— Start Extracted text —

Convert arbitrary int to bytes [duplicate]

Convert arbitrary int to bytes [duplicate] - python

This question already has answers here:
Why does "bytes(n)" create a length n byte string instead of converting n to a binary representation?
(16 answers)
Closed 2 years ago.
How can I use struct to convert an arbitrary int (unsigned, signed, long long,... just int in Python) to a byte sequence (bytes)?
If I read this correctly, I would need to decide on a format string depending on the sign or length of the int, but in Python I don't really have this distinction. I'm trying to convert an arbitrary int to bytes and re-create the int again from the sequence of bytes (bytes).
Here are some attempts which failed:
# int is too big
>>> struct.unpack('>i', struct.pack('>i', -12343243543543534))
Traceback (most recent call last):
File "<stdin>", line 1, in <module>
struct.error: 'i' format requires -2147483648 <= number <= 2147483647
>>> -12343243543543534
-12343243543543534
>>> struct.unpack('>q', struct.pack('>q', -12343243543543534))
(-12343243543543534,)
# again, integer value is too big, but can be represented as integer (below)
>>> struct.unpack('>q', struct.pack('>q', -1234324354354353432432424))
Traceback (most recent call last):
File "<stdin>", line 1, in <module>
struct.error: int too large to convert
>>> -1234324354354353432432424
-1234324354354353432432424
Alternatively, I could also use the largest "container" to convert to bytes and "up cast" when turning the bytes back into an integer, but then I would know which format string is safe (=largest) to use.
bytes approach
bytes(int) seems to have the same problem and requires to know about the sign:
>>> bytes(i)
Traceback (most recent call last):
File "<stdin>", line 1, in <module>
ValueError: negative count
>>> i
-123432432432232
int.to_bytes / int.from_bytes
With a sufficiently large number of bytes, I can store "any" integer value, but it is still required to know about the sign.
>>> int(-1234324354354353432432424).to_bytes(64, 'little')
Traceback (most recent call last):
File "<stdin>", line 1, in <module>
OverflowError: can't convert negative int to unsigned
>>> int(-1234324354354353432432424).to_bytes(64, 'little', signed=True)

— End Extracted text —
— Start Recorded data —

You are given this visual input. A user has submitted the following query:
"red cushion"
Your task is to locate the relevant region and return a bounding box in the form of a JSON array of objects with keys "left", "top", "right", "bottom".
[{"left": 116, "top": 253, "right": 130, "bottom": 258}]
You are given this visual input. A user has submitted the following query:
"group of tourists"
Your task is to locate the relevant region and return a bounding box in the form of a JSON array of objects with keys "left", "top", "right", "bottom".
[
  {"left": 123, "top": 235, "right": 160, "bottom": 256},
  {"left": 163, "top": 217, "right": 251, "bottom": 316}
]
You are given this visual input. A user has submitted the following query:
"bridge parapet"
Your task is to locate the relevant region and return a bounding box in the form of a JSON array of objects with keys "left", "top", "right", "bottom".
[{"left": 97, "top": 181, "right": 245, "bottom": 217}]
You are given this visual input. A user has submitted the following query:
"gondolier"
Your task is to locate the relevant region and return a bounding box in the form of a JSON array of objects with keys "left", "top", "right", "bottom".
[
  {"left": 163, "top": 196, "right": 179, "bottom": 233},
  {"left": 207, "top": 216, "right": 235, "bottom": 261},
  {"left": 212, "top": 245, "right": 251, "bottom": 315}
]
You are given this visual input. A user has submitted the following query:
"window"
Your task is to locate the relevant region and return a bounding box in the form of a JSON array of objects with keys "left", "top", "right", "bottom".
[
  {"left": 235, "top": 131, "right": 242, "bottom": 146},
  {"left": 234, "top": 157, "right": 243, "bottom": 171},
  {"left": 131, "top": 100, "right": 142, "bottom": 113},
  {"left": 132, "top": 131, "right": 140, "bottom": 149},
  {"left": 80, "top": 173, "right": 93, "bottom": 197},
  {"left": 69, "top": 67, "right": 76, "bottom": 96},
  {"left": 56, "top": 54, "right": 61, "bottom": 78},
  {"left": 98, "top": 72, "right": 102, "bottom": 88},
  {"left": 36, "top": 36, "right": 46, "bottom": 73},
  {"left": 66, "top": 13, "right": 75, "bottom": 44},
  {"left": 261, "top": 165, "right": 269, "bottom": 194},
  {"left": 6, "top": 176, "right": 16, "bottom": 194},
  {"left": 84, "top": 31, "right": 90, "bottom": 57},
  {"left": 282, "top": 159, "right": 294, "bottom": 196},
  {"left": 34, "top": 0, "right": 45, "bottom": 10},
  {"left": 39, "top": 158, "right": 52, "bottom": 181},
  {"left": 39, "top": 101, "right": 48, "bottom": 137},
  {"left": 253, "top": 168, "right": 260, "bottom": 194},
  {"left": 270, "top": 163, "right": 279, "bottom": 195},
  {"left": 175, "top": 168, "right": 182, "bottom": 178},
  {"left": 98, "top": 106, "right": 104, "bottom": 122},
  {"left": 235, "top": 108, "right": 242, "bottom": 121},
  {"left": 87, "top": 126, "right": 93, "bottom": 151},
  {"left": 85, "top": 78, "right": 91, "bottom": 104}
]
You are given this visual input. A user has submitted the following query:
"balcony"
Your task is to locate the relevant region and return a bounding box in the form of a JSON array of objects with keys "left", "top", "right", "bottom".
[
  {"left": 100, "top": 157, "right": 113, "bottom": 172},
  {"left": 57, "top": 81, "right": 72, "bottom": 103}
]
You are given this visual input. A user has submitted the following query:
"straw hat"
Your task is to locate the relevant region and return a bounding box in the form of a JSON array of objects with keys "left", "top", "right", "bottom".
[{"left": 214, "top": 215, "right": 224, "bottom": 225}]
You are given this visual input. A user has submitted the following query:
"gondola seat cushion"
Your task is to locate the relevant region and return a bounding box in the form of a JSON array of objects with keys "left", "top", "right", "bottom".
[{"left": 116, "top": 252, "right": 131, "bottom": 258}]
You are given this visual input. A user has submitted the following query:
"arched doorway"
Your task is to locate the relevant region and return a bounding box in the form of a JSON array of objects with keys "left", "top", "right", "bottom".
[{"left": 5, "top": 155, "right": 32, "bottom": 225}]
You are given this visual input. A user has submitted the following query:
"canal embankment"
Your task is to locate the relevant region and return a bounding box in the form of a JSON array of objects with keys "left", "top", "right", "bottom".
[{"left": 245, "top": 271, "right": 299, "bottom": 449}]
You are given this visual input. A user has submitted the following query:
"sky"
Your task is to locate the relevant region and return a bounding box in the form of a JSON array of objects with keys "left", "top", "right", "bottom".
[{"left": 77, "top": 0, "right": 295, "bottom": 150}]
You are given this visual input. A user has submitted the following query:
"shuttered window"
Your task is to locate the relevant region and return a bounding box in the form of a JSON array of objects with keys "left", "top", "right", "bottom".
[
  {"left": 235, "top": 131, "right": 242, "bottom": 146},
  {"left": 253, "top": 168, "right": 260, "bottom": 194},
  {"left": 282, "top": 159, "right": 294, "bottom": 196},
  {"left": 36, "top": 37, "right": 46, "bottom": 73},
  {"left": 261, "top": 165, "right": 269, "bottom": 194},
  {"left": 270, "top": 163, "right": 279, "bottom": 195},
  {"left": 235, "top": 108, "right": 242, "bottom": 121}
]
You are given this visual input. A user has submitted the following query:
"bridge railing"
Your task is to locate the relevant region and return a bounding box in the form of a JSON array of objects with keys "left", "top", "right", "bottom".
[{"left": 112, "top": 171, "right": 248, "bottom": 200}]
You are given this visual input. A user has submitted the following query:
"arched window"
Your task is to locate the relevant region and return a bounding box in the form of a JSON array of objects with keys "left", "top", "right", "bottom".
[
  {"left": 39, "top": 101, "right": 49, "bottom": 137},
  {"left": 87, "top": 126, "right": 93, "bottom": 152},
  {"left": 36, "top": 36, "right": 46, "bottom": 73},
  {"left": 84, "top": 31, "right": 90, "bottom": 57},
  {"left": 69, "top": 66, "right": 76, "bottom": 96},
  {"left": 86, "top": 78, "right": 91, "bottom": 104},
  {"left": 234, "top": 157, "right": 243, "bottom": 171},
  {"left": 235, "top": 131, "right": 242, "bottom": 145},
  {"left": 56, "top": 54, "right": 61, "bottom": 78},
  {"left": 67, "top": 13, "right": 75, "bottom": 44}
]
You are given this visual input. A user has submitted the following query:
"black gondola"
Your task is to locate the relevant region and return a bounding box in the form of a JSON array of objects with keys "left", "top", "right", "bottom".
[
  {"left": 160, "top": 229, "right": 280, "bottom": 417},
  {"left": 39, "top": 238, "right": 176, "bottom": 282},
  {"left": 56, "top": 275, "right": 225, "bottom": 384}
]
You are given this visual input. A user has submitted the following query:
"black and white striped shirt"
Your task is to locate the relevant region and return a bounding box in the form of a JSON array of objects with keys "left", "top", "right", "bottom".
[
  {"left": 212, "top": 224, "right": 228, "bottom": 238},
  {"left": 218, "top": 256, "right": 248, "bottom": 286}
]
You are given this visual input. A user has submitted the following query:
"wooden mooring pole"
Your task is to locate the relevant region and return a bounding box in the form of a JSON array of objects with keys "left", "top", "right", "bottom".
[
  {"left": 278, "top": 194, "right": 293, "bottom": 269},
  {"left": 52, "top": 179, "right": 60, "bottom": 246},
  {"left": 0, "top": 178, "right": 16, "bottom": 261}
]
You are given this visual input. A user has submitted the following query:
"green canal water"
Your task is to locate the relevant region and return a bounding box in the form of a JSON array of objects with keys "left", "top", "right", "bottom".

— End Recorded data —

→ To be done
(1) In the thread on converting an integer to bytes in Python, what range does the error message give for the 'i' format?
(2) List every distinct exception type that appears in the tracebacks in the thread on converting an integer to bytes.
(3) Based on the thread on converting an integer to bytes, answer yes or no to each statement and quote the words that decide it:
(a) Packing and unpacking -12343243543543534 with the '>q' format returned that value.
(b) The question was closed five years ago.
(c) The asker states that bytes(int) does not require knowing the sign.

→ Full solutions
(1) -2147483648 <= number <= 2147483647

(2) struct.error, ValueError, OverflowError

(3)
(a) Yes: "(-12343243543543534,)"
(b) No: "Closed 2 years ago."
(c) No: "bytes(int) seems to have the same problem and requires to know about the sign"